# start of EXTRACT TO READ

CHAPTER 2: GET TO KNOW ABOUT YOUR DATA

1.Enlist and explain different types of data attributes used in data mining.

In data mining, understanding the nature and type of data attributes is critical for selecting
appropriate data preprocessing, analysis, and modeling techniques. Attributes, also referred to
as features or variables, are properties or characteristics of an object that can be measured or
categorized.

Data attributes can be broadly categorized into four main types: nominal, binary, ordinal, and
numeric. Each attribute type has specific characteristics that define how the data values can
be interpreted and used.

1. Nominal Attributes: Nominal attributes are qualitative in nature. They represent

categories or labels without any quantitative meaning or inherent order. The values of
nominal attributes are just names or identifiers. For example, an attribute "color" can
have values like red, green, and blue. Since these categories do not have any ranking
or arithmetic meaning, statistical operations like mean or median do not apply.

2. Binary Attributes: Binary attributes are a special case of nominal attributes with only
two possible states or values. These are typically encoded as 0 and 1, or true and false.
Binary attributes can be further classified as:

o Symmetric: When both values are equally important (e.g., gender: male or
female).

o Asymmetric: When one value is more significant (e.g., test result: positive or
negative).

# end of EXTRACT TO READ
# start of GIVEN DATA

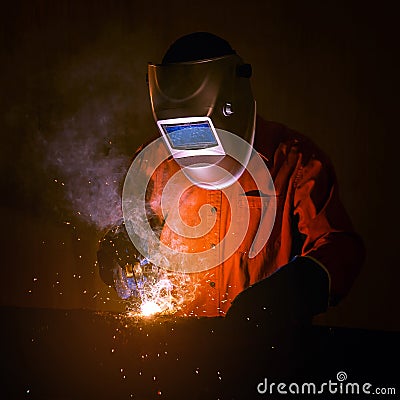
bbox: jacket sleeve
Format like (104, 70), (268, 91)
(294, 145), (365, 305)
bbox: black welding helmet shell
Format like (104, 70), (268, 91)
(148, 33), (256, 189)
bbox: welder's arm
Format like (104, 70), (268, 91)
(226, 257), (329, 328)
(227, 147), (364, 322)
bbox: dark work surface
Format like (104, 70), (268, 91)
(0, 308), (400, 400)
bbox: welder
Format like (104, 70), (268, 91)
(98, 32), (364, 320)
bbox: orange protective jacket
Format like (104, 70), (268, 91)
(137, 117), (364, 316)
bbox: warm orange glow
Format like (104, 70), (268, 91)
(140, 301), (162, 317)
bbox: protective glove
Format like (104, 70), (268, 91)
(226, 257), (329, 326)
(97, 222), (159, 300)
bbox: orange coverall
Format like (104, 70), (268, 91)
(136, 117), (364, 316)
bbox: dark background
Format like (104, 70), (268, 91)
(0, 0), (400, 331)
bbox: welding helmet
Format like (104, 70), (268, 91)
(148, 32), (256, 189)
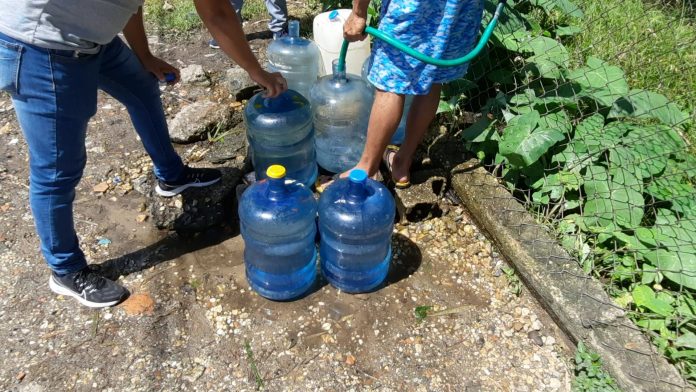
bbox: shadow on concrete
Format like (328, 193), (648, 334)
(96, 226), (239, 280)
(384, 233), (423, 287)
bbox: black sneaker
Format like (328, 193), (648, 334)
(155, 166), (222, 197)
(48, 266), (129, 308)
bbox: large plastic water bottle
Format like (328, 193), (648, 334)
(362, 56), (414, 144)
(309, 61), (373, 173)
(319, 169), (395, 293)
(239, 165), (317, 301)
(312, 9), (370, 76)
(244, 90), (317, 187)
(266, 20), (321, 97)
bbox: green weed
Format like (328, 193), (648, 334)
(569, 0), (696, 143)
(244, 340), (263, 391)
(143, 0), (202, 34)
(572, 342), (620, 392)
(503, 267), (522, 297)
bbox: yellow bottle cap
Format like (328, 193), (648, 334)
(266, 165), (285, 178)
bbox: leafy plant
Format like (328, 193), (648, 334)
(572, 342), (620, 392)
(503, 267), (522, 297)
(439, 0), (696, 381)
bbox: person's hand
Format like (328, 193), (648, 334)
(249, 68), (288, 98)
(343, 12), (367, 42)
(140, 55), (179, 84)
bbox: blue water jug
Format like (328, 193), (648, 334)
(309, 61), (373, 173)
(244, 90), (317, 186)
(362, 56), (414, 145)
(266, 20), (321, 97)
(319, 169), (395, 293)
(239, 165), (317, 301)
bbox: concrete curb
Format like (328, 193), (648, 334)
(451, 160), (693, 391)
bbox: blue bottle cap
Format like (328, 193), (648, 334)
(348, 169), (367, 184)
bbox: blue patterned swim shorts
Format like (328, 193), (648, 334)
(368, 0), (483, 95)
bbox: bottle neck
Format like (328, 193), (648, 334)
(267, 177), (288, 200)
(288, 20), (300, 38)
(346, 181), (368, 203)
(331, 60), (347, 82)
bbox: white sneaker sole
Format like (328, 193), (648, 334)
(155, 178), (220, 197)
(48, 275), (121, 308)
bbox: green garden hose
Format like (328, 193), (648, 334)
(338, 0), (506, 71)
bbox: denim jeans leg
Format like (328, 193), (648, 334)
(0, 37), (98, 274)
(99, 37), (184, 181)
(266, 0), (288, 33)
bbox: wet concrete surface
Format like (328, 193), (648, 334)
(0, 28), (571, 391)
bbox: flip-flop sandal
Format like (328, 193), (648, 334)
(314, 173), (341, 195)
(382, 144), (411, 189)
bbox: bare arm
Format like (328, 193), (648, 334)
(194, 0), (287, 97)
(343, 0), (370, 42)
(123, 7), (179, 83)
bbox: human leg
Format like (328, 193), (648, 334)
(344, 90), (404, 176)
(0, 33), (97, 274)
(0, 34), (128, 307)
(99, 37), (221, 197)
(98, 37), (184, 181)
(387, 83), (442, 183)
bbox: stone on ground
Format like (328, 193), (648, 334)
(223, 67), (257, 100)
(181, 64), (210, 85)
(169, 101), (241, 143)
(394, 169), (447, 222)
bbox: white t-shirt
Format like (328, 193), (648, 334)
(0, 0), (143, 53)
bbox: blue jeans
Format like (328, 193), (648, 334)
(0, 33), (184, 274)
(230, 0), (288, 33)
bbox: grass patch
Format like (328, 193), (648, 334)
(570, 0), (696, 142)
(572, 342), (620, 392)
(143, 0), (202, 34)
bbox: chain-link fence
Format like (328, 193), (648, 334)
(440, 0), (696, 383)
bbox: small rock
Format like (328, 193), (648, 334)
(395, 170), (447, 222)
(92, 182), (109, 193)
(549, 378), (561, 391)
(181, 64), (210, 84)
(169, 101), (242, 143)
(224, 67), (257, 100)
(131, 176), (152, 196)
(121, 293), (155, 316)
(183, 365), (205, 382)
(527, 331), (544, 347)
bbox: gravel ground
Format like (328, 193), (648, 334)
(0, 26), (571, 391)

# end of GIVEN DATA
# start of GIVEN DATA

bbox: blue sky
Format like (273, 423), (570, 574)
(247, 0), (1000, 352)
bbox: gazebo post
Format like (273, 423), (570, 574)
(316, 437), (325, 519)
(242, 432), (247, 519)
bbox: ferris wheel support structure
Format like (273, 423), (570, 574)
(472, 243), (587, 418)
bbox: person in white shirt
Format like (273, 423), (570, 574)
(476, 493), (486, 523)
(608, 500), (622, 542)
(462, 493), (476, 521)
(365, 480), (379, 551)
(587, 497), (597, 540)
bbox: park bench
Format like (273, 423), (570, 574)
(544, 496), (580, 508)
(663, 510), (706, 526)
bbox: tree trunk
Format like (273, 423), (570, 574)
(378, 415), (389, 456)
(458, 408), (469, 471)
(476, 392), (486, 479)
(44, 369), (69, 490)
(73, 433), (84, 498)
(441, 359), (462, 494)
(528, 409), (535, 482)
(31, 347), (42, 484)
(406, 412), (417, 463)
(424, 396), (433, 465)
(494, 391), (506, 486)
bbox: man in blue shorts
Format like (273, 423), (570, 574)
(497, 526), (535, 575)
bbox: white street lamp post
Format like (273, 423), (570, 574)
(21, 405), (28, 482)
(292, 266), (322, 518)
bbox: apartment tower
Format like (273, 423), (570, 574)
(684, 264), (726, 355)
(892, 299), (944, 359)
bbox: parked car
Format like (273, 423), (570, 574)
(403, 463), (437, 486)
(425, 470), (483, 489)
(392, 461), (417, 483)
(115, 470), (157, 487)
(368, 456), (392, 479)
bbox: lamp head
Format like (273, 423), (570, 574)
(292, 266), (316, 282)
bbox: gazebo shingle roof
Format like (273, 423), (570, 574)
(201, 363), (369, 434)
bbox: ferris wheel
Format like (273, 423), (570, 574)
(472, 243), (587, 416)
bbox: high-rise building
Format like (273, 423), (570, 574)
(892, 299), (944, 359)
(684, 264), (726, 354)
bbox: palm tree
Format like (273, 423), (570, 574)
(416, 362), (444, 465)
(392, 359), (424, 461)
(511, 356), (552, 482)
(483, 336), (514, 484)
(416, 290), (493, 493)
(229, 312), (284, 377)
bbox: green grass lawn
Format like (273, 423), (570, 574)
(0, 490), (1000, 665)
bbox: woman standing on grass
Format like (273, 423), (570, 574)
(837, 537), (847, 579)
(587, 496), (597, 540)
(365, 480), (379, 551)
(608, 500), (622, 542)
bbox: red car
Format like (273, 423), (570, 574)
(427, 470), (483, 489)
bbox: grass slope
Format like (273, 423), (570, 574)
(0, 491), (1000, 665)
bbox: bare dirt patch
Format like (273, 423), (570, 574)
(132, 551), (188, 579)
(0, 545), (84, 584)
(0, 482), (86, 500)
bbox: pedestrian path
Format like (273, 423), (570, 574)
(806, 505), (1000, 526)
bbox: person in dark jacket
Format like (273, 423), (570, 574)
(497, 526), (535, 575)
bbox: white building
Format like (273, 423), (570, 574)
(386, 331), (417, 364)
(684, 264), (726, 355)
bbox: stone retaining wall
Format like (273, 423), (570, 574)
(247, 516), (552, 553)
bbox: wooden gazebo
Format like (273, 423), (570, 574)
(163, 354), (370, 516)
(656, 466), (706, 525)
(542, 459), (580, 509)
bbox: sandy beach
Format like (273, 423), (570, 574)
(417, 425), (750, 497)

# end of GIVEN DATA

§ **TASKS**:
A – Transcribe the data attributes excerpt, everything from "In data mining, understanding" down to "categorized.".
B – List the four main types of data attributes named in the data attributes excerpt.

§ **PROBLEM SOLUTIONS**:
A –
In data mining, understanding the nature and type of data attributes is critical for selecting
appropriate data preprocessing, analysis, and modeling techniques. Attributes, also referred to
as features or variables, are properties or characteristics of an object that can be measured or
categorized.

B – Nominal, binary, ordinal, numeric